» Task to complete
Write out the part of the renewable energy certificates text below, starting with "So does Belmont" and going on through "Energy Certificates here.", word for word.

» Page extract
+++
So does Belmont Light buy RECs and SRECs.  No.  Why not?  Because we, the owner/regulator of our utility choose not to.  Why not?  Perhaps that is a discussion we should be having.


To summarize a qualifying renewable energy generator (for example a wind turbine owner or solar panel host) may print a REC at the same time it produces one MWh of electricity and both may be sold; however only the purchaser of the REC may claim they are using renewable energy.   Energy from a wind turbine or solar host that is purchased or used without the accompanying REC is not considered renewable.  It is the REC that confers the renewable or clean attribute to the energy.  This is explained in more detail by the Environmental Protection Agency statement on Renewable Energy Certificates here.

Let’s take a look at how this plays out by examining the wind turbines constructed by the town of Hull.  The town of Hull has 2 wind turbines that produce electricity for their municipal light department and which is sold to residents in Hull to meet their electricity needs.  The town also prints a REC for each MWh of electricity produced and sells the REC to whomever wants to buy it—most likely NSTAR or National Grid or another utility which is required by state regulations to purchase a certain amount of renewable electricity to meet its Renewable Portfolio Standard.   In this case the electricity used by Hull residents that comes from the wind turbine is not considered renewable.  The right to call the energy renewable goes to the utility or other entity that purchases and retires the REC.   It is this system of energy plus REC that allows renewable energy projects like wind turbines and solar panel arrays to be financially worthwhile for their owners.
+++
» Dataset section

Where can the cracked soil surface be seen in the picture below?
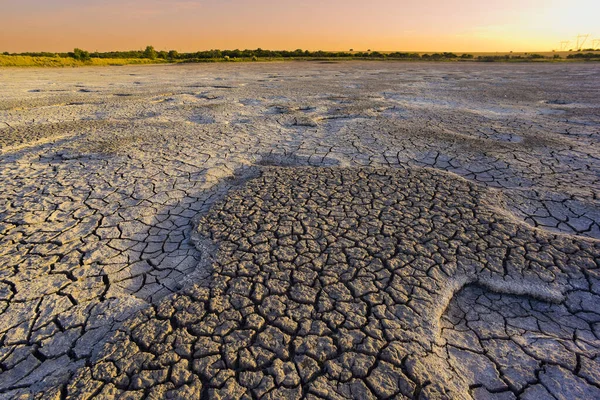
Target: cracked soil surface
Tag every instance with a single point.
+++
» Reply
So does Belmont Light buy RECs and SRECs.  No.  Why not?  Because we, the owner/regulator of our utility choose not to.  Why not?  Perhaps that is a discussion we should be having.


To summarize a qualifying renewable energy generator (for example a wind turbine owner or solar panel host) may print a REC at the same time it produces one MWh of electricity and both may be sold; however only the purchaser of the REC may claim they are using renewable energy.   Energy from a wind turbine or solar host that is purchased or used without the accompanying REC is not considered renewable.  It is the REC that confers the renewable or clean attribute to the energy.  This is explained in more detail by the Environmental Protection Agency statement on Renewable Energy Certificates here.